- [Aim of the task] Reproduce verbatim the entries from the line with "upper floor balcony >> box coords" to the line with "[0,0,300,214]", including both of those lines.

- [Exercise input]
▽

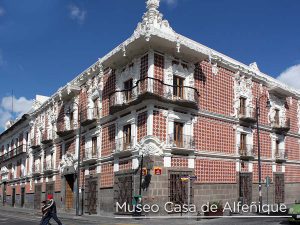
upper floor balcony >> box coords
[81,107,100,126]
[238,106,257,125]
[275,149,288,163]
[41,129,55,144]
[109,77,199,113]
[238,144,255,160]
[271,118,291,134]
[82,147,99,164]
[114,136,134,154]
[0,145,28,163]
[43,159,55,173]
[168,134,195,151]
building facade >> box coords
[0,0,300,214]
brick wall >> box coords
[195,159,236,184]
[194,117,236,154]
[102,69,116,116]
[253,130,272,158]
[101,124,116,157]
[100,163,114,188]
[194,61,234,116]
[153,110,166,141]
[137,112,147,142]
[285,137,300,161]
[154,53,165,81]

△
▽

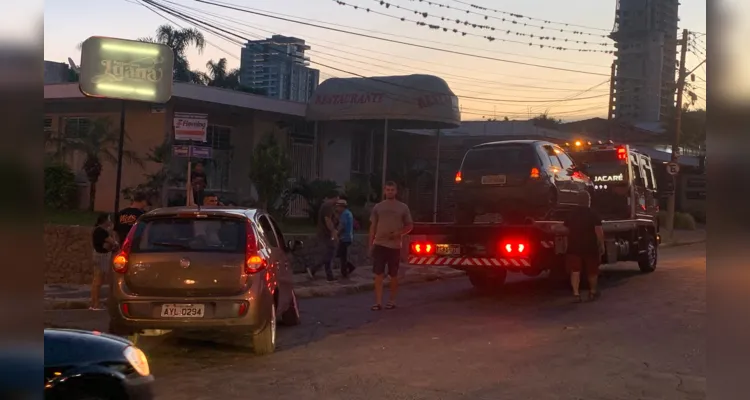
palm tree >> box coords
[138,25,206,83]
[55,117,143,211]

△

- [Solution to this problem]
upper floor balcony >> box coords
[81,107,100,126]
[238,106,257,125]
[275,149,288,163]
[41,129,55,144]
[109,77,199,113]
[238,144,255,160]
[271,118,291,134]
[82,147,99,164]
[114,136,134,154]
[0,145,28,163]
[43,159,55,173]
[168,134,195,151]
building facade >> box coords
[0,0,300,214]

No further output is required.